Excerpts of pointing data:
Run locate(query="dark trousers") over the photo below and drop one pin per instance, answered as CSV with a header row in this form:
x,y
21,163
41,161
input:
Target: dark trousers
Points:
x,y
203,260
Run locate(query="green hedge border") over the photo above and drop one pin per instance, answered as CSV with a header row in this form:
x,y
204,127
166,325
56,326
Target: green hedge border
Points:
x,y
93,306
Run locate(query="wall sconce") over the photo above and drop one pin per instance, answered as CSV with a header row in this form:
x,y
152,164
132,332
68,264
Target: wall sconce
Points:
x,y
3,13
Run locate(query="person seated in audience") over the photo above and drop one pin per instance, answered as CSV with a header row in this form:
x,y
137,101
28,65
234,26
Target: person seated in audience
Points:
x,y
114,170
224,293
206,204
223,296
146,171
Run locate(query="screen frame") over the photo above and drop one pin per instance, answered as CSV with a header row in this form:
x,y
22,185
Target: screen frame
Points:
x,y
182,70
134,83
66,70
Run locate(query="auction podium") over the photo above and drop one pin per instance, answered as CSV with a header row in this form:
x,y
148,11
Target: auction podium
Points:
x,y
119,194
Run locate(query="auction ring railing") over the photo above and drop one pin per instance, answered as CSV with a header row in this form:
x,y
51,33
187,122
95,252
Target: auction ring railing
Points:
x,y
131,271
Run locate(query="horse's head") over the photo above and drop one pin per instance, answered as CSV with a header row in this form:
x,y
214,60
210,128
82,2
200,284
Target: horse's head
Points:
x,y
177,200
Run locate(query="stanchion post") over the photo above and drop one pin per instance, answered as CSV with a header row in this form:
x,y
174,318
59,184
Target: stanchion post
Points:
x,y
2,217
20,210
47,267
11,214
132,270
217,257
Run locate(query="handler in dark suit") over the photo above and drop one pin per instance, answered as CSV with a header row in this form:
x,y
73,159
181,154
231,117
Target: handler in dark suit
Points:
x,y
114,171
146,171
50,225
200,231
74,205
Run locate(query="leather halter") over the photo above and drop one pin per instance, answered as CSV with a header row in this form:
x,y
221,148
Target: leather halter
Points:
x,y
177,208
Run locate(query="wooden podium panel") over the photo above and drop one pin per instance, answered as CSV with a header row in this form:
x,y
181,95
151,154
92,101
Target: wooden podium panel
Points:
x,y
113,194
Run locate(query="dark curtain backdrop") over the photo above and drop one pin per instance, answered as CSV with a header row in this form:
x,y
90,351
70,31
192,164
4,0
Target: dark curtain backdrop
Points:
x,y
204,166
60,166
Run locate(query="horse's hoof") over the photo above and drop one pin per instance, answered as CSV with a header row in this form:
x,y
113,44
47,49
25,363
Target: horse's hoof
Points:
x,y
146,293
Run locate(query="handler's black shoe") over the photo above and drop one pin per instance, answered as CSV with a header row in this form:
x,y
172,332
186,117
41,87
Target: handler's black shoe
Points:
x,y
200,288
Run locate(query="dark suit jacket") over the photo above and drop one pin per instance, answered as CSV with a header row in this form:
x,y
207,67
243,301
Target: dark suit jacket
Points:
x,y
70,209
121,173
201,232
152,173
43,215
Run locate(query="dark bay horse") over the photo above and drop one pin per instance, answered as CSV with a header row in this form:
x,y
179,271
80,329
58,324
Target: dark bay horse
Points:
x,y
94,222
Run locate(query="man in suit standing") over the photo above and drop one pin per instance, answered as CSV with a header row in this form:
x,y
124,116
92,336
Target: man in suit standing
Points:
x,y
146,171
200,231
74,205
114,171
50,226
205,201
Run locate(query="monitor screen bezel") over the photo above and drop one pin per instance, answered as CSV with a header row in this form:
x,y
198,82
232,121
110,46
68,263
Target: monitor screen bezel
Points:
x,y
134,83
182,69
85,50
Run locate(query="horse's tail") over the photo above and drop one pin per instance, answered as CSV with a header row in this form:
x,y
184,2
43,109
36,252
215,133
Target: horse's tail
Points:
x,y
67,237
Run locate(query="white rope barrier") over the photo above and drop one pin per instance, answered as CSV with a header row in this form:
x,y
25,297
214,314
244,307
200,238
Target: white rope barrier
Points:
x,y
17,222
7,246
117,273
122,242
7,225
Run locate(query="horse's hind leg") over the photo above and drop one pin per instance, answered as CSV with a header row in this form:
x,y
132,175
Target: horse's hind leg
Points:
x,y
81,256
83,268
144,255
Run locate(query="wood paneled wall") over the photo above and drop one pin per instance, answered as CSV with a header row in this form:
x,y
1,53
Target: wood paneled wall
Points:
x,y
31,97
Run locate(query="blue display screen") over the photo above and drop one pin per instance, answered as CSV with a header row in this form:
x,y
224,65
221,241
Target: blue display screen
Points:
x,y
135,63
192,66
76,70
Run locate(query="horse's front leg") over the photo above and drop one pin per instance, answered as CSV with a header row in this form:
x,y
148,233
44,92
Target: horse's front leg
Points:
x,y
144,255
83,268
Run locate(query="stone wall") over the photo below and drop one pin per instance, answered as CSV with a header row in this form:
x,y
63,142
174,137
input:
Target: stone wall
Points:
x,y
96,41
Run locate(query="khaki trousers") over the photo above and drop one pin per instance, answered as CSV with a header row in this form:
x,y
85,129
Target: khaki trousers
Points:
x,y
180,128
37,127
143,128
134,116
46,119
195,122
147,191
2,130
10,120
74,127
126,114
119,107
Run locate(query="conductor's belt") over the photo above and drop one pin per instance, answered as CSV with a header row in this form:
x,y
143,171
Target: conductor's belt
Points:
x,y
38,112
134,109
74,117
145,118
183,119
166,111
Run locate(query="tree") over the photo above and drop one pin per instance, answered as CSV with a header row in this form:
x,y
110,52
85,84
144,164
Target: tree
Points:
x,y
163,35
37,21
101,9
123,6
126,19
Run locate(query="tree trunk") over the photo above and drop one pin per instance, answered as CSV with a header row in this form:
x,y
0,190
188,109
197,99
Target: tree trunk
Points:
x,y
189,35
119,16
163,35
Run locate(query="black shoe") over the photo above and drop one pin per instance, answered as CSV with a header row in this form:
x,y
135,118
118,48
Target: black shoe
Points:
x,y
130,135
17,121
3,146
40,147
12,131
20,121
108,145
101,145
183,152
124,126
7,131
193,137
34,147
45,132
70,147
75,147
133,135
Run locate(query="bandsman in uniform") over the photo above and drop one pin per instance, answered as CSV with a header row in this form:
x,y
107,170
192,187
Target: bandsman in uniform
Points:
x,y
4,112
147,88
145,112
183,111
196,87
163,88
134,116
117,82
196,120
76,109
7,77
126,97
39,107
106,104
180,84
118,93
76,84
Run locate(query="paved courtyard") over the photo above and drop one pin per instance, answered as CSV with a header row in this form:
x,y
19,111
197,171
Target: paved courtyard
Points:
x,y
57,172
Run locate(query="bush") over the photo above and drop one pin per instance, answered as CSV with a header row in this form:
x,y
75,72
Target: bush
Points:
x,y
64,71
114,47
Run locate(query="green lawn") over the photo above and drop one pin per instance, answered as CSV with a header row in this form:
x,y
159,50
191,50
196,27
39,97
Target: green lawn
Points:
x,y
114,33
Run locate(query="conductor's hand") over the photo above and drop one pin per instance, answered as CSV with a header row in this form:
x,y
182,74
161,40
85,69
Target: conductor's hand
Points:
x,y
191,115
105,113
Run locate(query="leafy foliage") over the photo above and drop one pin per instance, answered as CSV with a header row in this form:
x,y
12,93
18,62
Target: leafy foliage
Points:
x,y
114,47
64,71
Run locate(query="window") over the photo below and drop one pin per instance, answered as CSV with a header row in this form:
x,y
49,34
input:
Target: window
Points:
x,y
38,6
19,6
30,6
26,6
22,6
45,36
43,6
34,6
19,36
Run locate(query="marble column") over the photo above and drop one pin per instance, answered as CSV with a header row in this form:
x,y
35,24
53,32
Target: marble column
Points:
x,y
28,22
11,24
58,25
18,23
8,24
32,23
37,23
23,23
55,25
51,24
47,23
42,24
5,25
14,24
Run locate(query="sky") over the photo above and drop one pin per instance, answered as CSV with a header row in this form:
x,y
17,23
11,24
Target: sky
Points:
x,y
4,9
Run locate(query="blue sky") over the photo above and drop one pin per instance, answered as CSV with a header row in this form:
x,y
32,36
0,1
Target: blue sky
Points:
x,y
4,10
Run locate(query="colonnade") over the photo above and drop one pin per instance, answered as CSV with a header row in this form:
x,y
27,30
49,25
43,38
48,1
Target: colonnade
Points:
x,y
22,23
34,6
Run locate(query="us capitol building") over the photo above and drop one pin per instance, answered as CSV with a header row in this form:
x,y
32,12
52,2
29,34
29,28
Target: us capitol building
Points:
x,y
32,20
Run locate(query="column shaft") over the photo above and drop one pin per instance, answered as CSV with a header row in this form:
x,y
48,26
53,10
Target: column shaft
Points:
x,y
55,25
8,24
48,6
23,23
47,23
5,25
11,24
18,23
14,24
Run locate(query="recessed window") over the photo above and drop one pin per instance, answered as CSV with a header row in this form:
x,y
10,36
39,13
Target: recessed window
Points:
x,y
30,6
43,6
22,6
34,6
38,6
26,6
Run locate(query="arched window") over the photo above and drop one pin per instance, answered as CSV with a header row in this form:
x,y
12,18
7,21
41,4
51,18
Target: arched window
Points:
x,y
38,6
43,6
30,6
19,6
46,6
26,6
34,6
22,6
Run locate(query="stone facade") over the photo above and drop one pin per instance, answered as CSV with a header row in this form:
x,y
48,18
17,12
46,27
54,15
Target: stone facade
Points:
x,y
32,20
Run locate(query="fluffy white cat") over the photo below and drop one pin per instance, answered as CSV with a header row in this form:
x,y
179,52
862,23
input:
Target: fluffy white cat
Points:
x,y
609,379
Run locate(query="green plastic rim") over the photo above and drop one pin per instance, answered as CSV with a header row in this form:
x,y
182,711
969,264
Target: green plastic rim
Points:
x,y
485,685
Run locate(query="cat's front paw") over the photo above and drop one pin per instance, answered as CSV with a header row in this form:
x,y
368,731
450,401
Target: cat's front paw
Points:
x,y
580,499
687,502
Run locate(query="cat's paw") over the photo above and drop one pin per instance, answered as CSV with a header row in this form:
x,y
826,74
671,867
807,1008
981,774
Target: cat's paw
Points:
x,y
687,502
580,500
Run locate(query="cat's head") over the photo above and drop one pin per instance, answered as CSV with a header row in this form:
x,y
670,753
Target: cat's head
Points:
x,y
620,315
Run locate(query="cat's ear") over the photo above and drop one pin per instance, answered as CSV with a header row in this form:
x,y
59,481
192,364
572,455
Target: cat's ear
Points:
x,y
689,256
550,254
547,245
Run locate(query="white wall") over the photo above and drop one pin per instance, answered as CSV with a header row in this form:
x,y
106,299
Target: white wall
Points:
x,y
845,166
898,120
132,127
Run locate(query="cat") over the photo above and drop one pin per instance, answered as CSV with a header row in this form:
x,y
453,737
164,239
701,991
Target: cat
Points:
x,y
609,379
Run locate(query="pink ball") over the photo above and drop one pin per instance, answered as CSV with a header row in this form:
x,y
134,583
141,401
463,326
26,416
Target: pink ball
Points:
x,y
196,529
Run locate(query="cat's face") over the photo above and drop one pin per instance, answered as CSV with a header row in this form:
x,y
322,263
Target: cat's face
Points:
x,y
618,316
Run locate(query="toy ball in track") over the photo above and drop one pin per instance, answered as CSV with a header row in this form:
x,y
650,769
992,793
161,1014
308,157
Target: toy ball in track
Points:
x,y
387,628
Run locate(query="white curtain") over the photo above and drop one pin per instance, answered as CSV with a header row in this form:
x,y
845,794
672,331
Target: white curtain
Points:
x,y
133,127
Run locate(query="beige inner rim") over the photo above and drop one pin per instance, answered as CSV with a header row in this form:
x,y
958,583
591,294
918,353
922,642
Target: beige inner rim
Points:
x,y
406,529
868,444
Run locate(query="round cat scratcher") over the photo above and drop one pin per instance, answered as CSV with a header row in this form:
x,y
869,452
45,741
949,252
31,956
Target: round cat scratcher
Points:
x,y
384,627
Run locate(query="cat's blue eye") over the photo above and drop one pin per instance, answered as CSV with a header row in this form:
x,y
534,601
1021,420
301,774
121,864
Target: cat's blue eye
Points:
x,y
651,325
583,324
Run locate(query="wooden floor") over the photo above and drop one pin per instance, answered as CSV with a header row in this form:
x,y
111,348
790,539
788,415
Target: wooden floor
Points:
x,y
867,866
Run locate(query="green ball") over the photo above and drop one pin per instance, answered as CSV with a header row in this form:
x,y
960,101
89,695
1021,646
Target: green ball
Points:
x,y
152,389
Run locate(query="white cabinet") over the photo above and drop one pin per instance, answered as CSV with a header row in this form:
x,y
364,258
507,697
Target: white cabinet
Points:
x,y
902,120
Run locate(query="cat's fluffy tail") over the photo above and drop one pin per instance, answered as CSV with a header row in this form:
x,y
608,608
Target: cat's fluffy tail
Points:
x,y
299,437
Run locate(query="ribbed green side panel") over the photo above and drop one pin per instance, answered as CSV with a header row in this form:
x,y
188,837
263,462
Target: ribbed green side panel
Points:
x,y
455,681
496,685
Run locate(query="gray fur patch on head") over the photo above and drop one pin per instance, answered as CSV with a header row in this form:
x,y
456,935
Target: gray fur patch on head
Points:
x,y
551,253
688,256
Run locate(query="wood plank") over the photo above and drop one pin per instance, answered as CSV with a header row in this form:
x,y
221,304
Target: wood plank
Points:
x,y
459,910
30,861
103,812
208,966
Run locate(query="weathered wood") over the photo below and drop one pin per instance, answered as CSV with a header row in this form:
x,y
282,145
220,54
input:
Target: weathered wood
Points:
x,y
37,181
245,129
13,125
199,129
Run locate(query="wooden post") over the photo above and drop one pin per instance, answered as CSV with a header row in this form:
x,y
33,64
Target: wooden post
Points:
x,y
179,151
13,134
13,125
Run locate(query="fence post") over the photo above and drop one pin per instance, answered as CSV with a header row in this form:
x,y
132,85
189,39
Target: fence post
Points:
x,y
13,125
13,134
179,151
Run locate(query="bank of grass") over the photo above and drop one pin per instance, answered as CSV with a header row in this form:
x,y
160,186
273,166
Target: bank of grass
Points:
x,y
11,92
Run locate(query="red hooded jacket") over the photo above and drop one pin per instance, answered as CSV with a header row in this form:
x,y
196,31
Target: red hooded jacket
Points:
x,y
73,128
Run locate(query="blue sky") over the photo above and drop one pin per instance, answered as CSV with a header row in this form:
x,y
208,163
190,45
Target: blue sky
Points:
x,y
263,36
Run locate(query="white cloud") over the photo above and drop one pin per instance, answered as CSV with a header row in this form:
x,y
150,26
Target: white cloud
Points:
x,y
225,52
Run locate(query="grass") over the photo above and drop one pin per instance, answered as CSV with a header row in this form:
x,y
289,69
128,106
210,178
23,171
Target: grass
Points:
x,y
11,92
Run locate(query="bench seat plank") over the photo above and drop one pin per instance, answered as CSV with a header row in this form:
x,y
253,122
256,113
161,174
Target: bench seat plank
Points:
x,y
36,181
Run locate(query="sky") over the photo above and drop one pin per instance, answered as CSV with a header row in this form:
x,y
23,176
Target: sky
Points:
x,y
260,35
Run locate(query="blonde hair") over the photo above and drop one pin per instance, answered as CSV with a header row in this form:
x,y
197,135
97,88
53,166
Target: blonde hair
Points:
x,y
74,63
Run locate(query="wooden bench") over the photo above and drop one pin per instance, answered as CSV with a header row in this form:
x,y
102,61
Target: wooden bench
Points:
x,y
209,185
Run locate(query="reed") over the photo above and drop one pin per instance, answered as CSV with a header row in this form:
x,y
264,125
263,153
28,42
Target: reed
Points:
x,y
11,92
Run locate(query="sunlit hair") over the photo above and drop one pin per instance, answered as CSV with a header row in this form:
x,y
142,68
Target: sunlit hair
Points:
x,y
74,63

- **TASK BRIEF**: Determine how many lines in the items above contain the string "colonnade", treating uppercase and lowercase as different. Reply with the number alone.

- **OUTPUT FOR THIS TASK**: 2